**Ejercicios y tareas:**
a – Enumera, según el texto sobre Caballo y tren, todo aquello en lo que hace pensar la veloz carrera hacia el desastre.
b – Indica si cada afirmación coincide con el texto sobre Caballo y tren: (i) Alex Colville era canadiense; (ii) la paleta de Colville en este cuadro tiene tonos luminosos; (iii) el caballo del cuadro recuerda a los de Paolo Uccello. Responde sí o no y cita las palabras exactas del texto que lo deciden.

**Bloque de texto:**
= = =
LOS CUADROS DE FEBRERO (2016)
Los
pintores que exploran el terreno del Surrealismo pueden causar un fuerte
impacto en nosotros por dos razones: por crear mundos completamente alejados de
la realidad que nos rodea o por adentrarse en zonas privadas y oscuras en las
que podemos reconocernos. A mí me sucedió esto último la primera vez que vi Caballo y tren, del pintor canadiense
Alex Colville (1920-2013): tuve la perturbadora sensación de encontrar plasmada
en un lienzo una imagen extraída de mis sueños. Como les sucede a menudo a este
tipo de artistas, las creaciones de Colville son tanto más inquietantes cuanto
que combinan el carácter onírico de los temas con un estilo de extremados
detallismo y precisión. Los tonos sombríos de su paleta subrayan el dramatismo
de esta escena detenida para siempre segundos antes del desastre. Como ya he
comentado alguna vez en este blog, sueño a menudo con caballos y eso me hace
sentir una atracción especial por este cuadro dentro de la sugerente producción
de su creador. Es, además, un caballo que por su aspecto evanescente recuerda a
los de Paolo Uccello, creador de misteriosas recreaciones de batallas pobladas
de guerreros y animales a medio camino entre la realidad y la pesadilla. Se
podría elucubrar largamente sobre el sentido de este cuadro de Colville. A mí
esta veloz carrera hacia el desastre me hace pensar en las decisiones
arriesgadas, los saltos al vacío, la fe ciega que nos empuja hacia delante en
el difícil ―y siempre funesto a la larga― oficio de vivir.
= = =
**Datos almacenados:**

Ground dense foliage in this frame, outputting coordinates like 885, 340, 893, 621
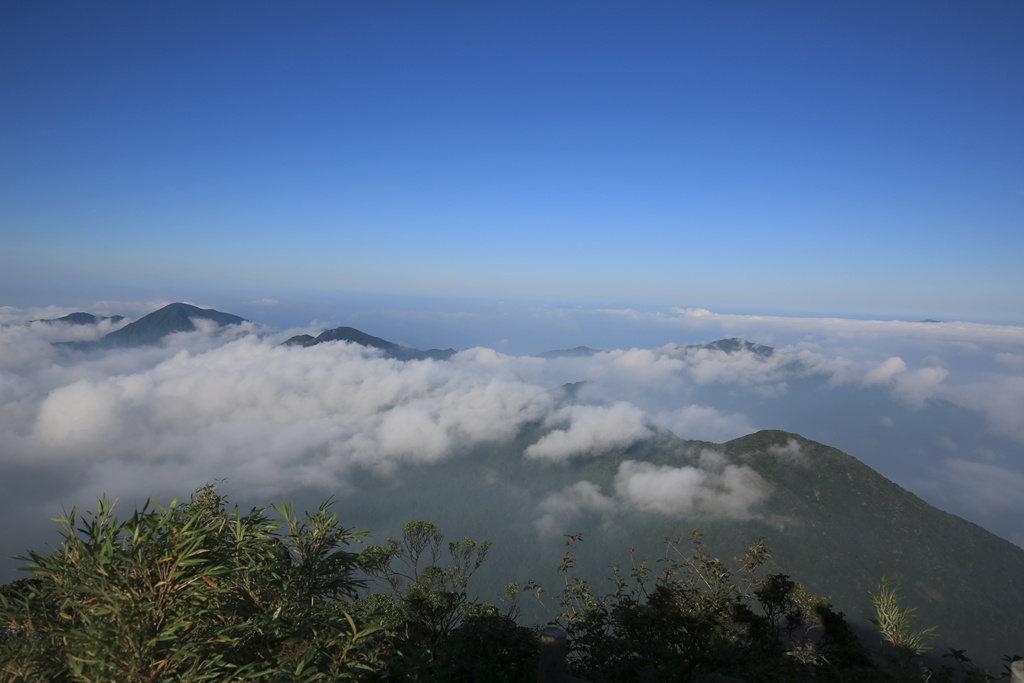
0, 485, 1015, 683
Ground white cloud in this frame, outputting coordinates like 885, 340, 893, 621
535, 450, 769, 536
614, 451, 768, 519
524, 401, 653, 461
652, 404, 756, 443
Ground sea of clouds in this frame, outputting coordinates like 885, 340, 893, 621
0, 303, 1024, 581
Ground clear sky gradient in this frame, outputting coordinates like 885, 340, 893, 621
0, 1, 1024, 324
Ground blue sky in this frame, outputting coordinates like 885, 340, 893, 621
0, 2, 1024, 324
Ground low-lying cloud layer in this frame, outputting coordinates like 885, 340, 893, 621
0, 307, 1024, 581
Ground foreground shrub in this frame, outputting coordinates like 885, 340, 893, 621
0, 485, 386, 683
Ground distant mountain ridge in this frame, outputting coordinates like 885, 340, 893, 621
99, 303, 248, 348
676, 337, 775, 357
55, 303, 248, 350
284, 327, 456, 360
442, 428, 1024, 667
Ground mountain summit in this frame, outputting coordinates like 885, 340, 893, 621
285, 327, 455, 360
98, 303, 248, 348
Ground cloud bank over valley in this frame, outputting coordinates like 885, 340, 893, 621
0, 304, 1024, 581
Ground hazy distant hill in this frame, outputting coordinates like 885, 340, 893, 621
350, 429, 1024, 668
39, 312, 125, 325
676, 337, 775, 356
285, 327, 456, 360
97, 303, 247, 348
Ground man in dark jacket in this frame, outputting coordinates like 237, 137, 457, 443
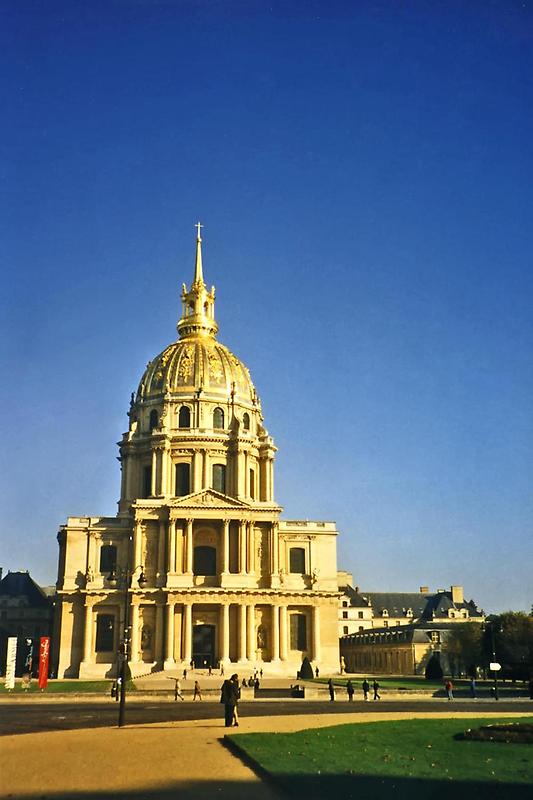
220, 674, 241, 728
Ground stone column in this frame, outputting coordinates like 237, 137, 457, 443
83, 597, 94, 664
183, 603, 192, 667
165, 602, 176, 669
128, 598, 140, 661
219, 605, 229, 661
221, 519, 229, 575
313, 606, 321, 662
157, 520, 165, 586
185, 519, 193, 575
150, 448, 157, 497
246, 604, 255, 661
160, 448, 168, 497
239, 520, 246, 575
132, 520, 144, 572
167, 519, 176, 574
239, 603, 246, 661
154, 603, 165, 664
270, 522, 279, 575
270, 605, 279, 661
279, 606, 289, 661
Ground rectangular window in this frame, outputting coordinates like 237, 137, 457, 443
213, 464, 226, 494
100, 544, 117, 575
141, 464, 152, 497
95, 614, 115, 653
289, 547, 305, 575
176, 464, 191, 497
291, 614, 307, 650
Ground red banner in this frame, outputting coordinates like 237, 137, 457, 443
39, 636, 50, 689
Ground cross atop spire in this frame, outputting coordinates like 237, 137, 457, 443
193, 222, 204, 286
178, 222, 218, 339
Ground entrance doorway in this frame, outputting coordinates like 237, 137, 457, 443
192, 625, 215, 669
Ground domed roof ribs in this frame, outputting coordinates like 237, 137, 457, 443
177, 222, 218, 339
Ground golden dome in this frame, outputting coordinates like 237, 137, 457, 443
139, 336, 258, 405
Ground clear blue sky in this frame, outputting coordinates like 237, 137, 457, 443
0, 0, 533, 610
= = =
**Resultados esperados:**
a –
- Las decisiones arriesgadas
- Los saltos al vacío
- La fe ciega que nos empuja hacia delante en el difícil oficio de vivir

b –
(i) Sí: «del pintor canadiense Alex Colville (1920-2013)».
(ii) No: «Los tonos sombríos de su paleta subrayan el dramatismo».
(iii) Sí: «un caballo que por su aspecto evanescente recuerda a los de Paolo Uccello».